> [Short problem]: Copy all of the rows below word for word, but leave the pictures out.

[Part of a data file]

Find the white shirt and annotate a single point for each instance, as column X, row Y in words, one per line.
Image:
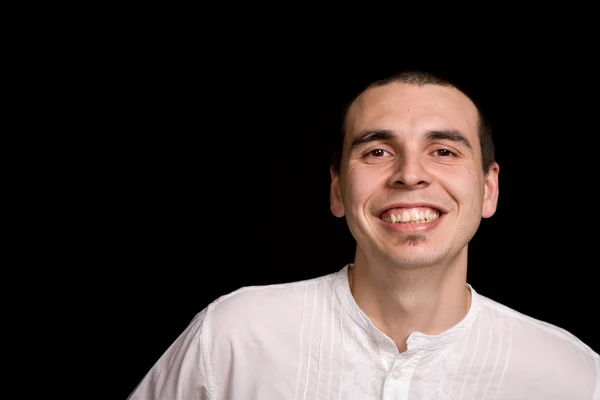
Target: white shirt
column 310, row 340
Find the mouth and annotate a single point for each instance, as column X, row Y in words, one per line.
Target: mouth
column 411, row 215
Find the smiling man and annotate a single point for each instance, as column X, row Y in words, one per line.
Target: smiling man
column 414, row 176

> [Answer to this task]:
Find the white shirt and annotate a single point for each instance, as column X, row Y in words, one per line.
Image:
Target: white shirt
column 310, row 340
Find the mouth and annotate a single point for each instance, as column X, row Y in words, one per line.
Target: mouth
column 411, row 215
Find the smiling man and annotate a single point for each instance, as column X, row Y in words, one per line.
Target: smiling man
column 414, row 176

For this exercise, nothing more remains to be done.